Assignment:
Answer these questions from the article on Jewish music.
(a) Who won the 2018 Azrieli Commission?
(b) According to the New Grove Dictionary of Music and Musicians, when did Jewish music as a concept emerge among Jewish scholars and musicians?
(c) What two typical characteristics does Rothmuller say Jewish music acquires?

--- Supplied text ---

Jewish music is honoured — but what is it?

By William Littler

Many years ago the American composer Virgil Thomson was asked how to write American music. “First you be an American,” Thomson replied. “Then you write any kind of music you like.”

It was a good answer, although it avoided the questioner’s implication that certain qualities should be involved to make one kind of music different from another.

During much of the 19th century, an age of nationalism, those qualities were often rooted in folk traditions. The visiting Czech composer Dvorak advised his American colleagues to look to their country’s Black heritage for inspiration.

Musical styles became more internationalized during the 20th century and yet the question of stylistic identity persists. Witness a press conference I attended not long ago in Montreal, during which $200,000 prizes were awarded for the composition of Jewish music.

Every two years, beginning in 2014, the Azrieli Foundation has awarded the Azrieli Prize for Jewish music to a composer deemed by a jury (including Montreal conductor Boris Brott) to have written the best new major work of Jewish music.

The foundation also awards the Azrieli Commission to a composer who proposes a work addressing the question, “What is Jewish Music?”

It is not an easy question to answer. During the course of 86 densely argued, two-column pages, the New Grove Dictionary of Music and Musicians points out that “Jewish music as a concept emerged among Jewish scholars and musicians only in the mid 19th century with the rise of modern national consciousness among European Jews, and since then all attempts to define it have faced many difficulties.”

The Azrieli Foundation obviously recognizes the challenge. As director and soprano Sharon Azrieli pointed out at the press conference, you don’t even have to be Jewish to compose this music. Indeed Kelly-Marie Murphy, winner of the 2018 commission, happens to be non-Jewish.

Murphy’s piece, “En el escuro es todo uno (In the Darkness All is One),” can be found on a new Analekta CD album titled “Azrieli Music Prizes Vol. 2,” along with music by Avner Dorman and the late Toronto composer Srul Irving Glick. One review of the album found “atmospheric wisps reminiscent of Mahler’s First Symphony” in its opening pages.

Mahler was, of course, a Jewish composer, who converted to Catholicism for the sake of his Viennese career. Felix Mendelssohn notwithstanding, being a recognized Jewish composer scarcely represented a career advantage in the years before Leonard Bernstein came along.

But to return to the question — “What is Jewish Music?” — Aron Marko Rothmuller in his comprehensive survey, “The Music of the Jews,” confesses to an avoidance of reference to “a specifically Jewish music” but asserts that it is always moulded by the circumstances of Jewish life, acquiring such typical characteristics as the predominance of the minor mode and the frequency of rhythmic syncopation, the latter related to the structural peculiarities of the Hebrew language.

All this reminds me of the confession by U.S. Supreme Court justice Potter Stewart that he couldn’t define pornography but he knew it when he saw it. The same might be said of Jewish music — its poignancy, its lyricism, its melancholy, its gaiety together pointing toward an identifiable sound.

--- Available data ---

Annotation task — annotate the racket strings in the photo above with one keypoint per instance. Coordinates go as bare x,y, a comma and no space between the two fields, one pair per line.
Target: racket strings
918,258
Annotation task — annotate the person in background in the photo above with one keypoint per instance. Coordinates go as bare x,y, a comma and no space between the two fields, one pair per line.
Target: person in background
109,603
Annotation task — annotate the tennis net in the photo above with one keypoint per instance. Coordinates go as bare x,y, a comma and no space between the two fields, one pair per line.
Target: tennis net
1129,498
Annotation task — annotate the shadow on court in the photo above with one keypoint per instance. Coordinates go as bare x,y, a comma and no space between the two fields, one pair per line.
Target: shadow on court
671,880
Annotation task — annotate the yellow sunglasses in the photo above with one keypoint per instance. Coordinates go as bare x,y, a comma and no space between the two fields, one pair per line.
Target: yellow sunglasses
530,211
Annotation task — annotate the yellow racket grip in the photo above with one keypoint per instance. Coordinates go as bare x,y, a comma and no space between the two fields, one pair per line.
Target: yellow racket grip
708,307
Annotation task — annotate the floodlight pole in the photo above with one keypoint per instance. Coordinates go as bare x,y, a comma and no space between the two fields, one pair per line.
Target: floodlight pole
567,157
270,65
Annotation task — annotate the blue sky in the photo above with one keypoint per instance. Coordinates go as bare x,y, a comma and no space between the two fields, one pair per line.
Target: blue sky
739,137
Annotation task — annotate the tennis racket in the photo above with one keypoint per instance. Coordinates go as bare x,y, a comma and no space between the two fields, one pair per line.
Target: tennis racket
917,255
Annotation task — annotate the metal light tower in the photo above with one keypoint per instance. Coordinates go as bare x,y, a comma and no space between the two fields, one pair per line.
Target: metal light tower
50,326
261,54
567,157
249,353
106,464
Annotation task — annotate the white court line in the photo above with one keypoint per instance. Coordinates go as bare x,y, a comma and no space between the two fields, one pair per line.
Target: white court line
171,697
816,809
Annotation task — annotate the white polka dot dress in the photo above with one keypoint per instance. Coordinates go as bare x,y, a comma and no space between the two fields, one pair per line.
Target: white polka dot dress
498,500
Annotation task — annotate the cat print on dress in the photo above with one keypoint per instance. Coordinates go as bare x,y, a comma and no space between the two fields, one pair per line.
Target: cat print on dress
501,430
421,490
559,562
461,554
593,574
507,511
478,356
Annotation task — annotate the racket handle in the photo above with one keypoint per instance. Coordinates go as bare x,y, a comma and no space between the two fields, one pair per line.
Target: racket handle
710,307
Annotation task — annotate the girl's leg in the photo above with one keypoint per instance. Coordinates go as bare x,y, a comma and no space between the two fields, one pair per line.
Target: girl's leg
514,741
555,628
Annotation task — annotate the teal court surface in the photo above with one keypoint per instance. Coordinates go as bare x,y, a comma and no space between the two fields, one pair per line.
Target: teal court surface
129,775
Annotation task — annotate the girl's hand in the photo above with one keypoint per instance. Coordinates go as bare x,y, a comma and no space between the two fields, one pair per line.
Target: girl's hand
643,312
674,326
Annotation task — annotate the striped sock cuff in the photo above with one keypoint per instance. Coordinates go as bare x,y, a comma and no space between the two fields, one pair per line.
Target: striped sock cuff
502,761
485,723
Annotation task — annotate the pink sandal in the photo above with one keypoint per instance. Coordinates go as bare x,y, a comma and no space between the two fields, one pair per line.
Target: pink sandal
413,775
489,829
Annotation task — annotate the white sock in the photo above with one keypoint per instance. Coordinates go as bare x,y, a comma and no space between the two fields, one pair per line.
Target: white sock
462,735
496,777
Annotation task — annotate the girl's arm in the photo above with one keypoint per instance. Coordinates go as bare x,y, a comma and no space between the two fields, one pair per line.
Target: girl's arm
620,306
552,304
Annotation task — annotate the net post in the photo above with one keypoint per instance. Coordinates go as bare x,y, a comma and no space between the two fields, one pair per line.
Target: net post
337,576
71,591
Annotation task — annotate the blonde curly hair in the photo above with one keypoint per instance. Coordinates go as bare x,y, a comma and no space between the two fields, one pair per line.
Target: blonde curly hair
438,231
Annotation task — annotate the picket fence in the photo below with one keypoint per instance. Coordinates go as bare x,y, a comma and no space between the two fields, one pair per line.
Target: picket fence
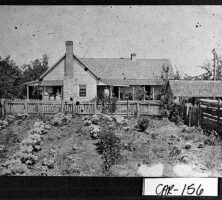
150,108
207,114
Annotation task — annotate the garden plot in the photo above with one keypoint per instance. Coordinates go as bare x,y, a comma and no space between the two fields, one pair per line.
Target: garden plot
106,145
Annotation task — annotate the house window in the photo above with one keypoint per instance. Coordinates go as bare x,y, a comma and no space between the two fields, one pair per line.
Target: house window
82,90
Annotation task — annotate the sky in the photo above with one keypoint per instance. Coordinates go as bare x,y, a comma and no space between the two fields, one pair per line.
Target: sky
184,34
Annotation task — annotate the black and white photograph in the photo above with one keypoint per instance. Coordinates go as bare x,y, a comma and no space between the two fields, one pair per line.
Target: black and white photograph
111,91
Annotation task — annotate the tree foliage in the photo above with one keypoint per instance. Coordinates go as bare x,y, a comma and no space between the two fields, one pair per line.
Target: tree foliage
13,77
35,69
10,79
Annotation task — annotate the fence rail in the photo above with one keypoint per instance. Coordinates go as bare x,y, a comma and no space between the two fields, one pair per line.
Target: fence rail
207,114
151,108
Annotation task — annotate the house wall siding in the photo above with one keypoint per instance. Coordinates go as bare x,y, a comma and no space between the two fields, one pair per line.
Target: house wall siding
57,73
80,77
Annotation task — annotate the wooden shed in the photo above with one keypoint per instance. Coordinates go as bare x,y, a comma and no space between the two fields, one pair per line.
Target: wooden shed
193,89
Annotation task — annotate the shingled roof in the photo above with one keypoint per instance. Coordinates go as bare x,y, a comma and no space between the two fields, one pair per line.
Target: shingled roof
195,88
125,68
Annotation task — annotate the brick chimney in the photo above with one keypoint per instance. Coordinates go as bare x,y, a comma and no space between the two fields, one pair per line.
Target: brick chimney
69,59
133,56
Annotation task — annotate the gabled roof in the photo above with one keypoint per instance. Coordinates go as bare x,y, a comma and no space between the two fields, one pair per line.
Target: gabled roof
117,68
195,88
122,70
117,82
53,66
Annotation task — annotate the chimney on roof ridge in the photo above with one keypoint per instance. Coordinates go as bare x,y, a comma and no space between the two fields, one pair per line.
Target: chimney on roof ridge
69,59
133,56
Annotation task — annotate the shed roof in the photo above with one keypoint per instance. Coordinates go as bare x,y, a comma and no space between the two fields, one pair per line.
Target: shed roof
195,88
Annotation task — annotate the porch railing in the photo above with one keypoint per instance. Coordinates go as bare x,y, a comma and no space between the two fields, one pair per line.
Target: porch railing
151,108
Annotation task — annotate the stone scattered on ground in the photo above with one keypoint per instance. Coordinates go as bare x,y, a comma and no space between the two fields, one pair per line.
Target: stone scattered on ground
126,128
152,171
61,119
182,170
184,159
121,171
200,145
120,119
187,145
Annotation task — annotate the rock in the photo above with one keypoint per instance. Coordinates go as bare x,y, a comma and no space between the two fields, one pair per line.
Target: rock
126,128
2,148
185,159
120,119
121,171
48,162
202,167
87,123
201,145
5,123
175,151
95,119
22,116
154,135
111,127
95,128
85,118
187,146
172,137
106,117
152,171
187,171
182,170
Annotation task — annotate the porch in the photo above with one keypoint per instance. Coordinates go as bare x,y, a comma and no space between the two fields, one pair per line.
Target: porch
45,90
129,92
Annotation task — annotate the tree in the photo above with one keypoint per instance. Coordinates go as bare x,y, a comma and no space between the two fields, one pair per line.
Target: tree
212,70
35,69
10,80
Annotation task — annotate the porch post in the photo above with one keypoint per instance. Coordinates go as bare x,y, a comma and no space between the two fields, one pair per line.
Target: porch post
43,91
110,91
144,92
27,88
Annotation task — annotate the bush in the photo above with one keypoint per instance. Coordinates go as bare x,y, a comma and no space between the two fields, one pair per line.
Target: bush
108,104
109,145
143,124
172,111
15,167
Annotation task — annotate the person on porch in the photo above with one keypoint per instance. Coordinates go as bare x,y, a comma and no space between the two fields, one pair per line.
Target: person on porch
58,96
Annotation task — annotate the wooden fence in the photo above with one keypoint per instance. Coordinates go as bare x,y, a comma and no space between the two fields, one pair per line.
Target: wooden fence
207,114
150,108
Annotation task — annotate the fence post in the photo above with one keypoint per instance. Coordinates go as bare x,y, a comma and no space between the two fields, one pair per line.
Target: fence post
138,108
94,107
38,110
61,106
127,109
218,113
199,114
190,109
3,107
26,105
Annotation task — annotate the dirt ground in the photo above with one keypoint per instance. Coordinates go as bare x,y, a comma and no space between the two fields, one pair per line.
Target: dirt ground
73,151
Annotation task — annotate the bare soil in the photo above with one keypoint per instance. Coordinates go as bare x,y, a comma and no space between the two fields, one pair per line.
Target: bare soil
74,153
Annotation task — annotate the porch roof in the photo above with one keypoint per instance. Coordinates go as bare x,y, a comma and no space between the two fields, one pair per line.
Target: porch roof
45,83
120,82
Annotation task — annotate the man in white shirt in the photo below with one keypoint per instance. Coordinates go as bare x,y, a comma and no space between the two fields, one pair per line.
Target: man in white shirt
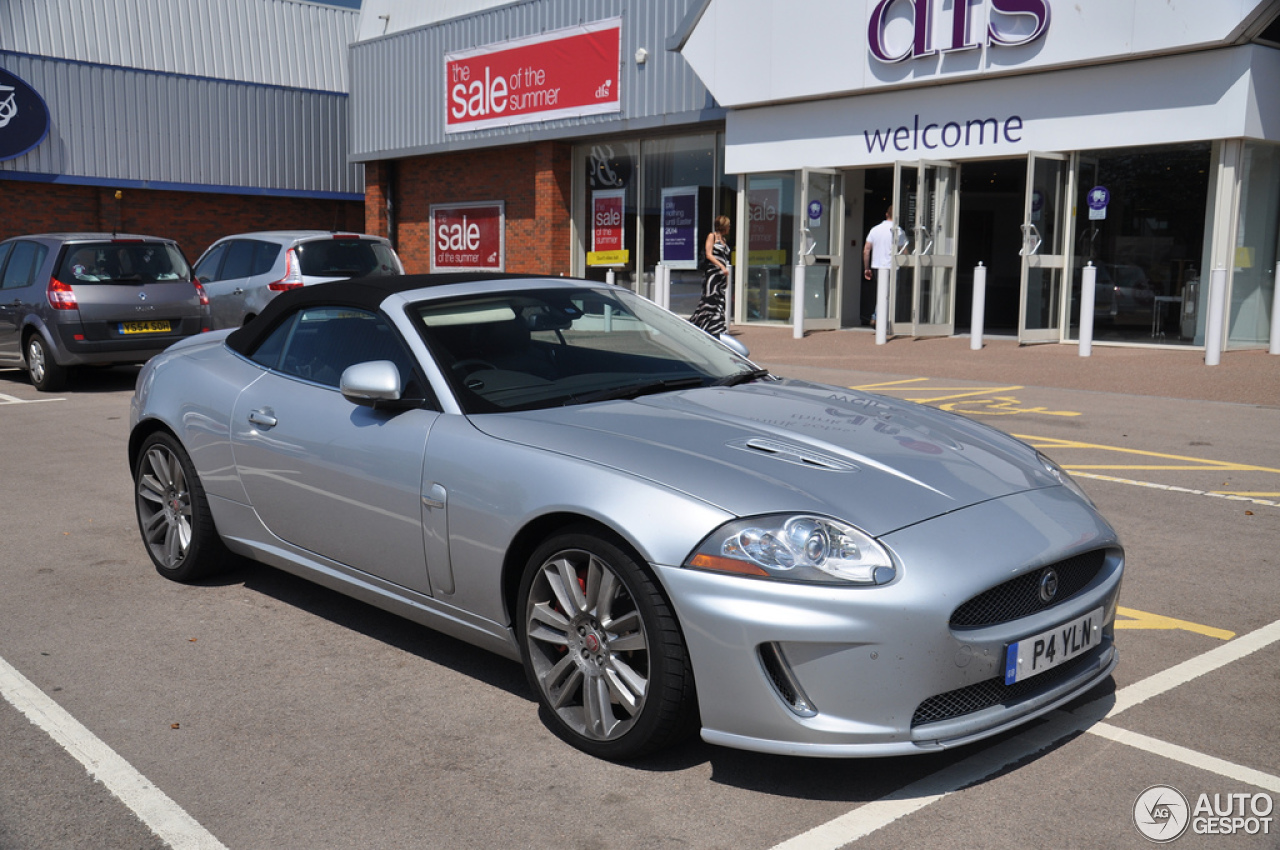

---

Exercise result:
(a) Kelly-Marie Murphy.
(b) In the mid 19th century.
(c) The predominance of the minor mode and the frequency of rhythmic syncopation.